** WORK TASK **
Transcribe every record verbatim.

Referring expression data
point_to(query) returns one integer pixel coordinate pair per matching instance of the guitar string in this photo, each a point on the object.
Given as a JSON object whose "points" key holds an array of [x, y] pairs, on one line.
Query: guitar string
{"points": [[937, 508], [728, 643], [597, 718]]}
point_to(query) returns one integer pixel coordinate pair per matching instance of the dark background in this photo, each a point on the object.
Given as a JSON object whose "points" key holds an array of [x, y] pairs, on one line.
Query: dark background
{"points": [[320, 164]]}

** SOLVED PROBLEM **
point_to(query) returns one integer pixel coordinate pair per matching instance of the guitar string in this photo, each a point on the object.
Given as a JSON object whose "points" key holds an array of [x, y] pairs, on one line.
Query: guitar string
{"points": [[937, 508], [728, 643], [597, 718]]}
point_to(query) returns one integer pixel coordinate pair per matching instance of the dark background in this photo, each a point on the object.
Given as a JSON object whose "points" key holds an array of [x, y] pairs, on one line.
Query: dark background
{"points": [[320, 164]]}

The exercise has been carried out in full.